- [Selected excerpt]:

· · ·

By Countercurrents.org

07 September, 2013


Location and type of events analyzed in the Paper (pic: NOAA)

New analyses find evidence of human-caused climate crisis in half of the 12 extreme weather and climate events analyzed from 2012. *

This finding is a significant change in current assumptions on climate science. Scientists have so far been reluctant to attribute one particular weather event to global warming, but through improved modelling they are now able to confidently quantify the likelihood of climate crisis causing the event.

Breezy Point, New York, November 14, 2012, in the wake of Hurricane Sandy. U.S. Navy photo by Chief Mass communication Specialist Ryan J. Courtade/Released

The "Explaining Extreme Events of 2012 from a Climate Perspective" report

Human influences are having an impact on some extreme weather and climate events, says the report “Explaining Extreme Events of 2012 from a Climate Perspective” released on September 5, 2013 by the Bulletin of the American Meteorological Society.

The report shows that the effects of natural weather and climate fluctuations played a key role in the intensity and evolution of the 2012 extreme events.

In some events, the analyses revealed compelling evidence that human-caused climate change, through the emission of heat-trapping gases, also contributed to the extreme event.

The models looked at various factors, including moisture in the air, atmospheric flow, and sea temperature and level.

Overall, 18 different research teams from around the world contributed to the peer-reviewed report that examined the causes of 12 extreme events that occurred on five continents and in the Arctic during 2012. Scientists from NOAA served as three of the four lead editors on the report.

· · ·

- [Stored data]:
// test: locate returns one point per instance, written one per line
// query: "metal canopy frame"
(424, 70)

· · ·

- [Tasks to carry out]:
(1) List every calendar date that appears in the article on the 2012 extreme weather events.
(2) Proceed with the article on the 2012 extreme weather events, starting after its final sentence.

- [Task-by-task answers]:
(1)
07 September, 2013
November 14, 2012
September 5, 2013

(2)
The report is edited by Peterson, along with Martin P. Hoerling, NOAA's Earth System Research Laboratory; Peter A. Stott, UK Met Office Hadley Centre and Stephanie C. Herring of NCDC and written by 78 scientists from 11 countries.           

“This report adds to a growing ability of climate science to untangle the complexities of understanding natural and human-induced factors contributing to specific extreme weather and climate events,” said Thomas R. Karl, L.H.D, director of NOAA's National Climatic Data Center (NCDC). “Nonetheless, determining the causes of extreme events remains challenging.”

In addition to investigating the causes of these extreme events, the multiple analyses of four of the events — the warm temperatures in the US, the record-low levels of Arctic sea ice, and the heavy rain in both northern Europe and eastern Australia — allowed the scientists to compare and contrast the strengths and weaknesses of their methods of analysis. Despite their different strategies, there was considerable agreement between the assessments of the same events.

Thomas Peterson, Ph.D., principal scientist at NOAA's NCDC and one of the lead editors on the report, said, “Scientists around the world assessed a wide variety of potential contributing factors to these major extreme events that, in many cases, had large impacts on society. Understanding the range of influences on extreme events helps us to better understand how and why extremes are changing." 

Key findings include: Heat Wave and Drought in US

Human-induced climate change had little impact on the lack of precipitation in the central United States in 2012.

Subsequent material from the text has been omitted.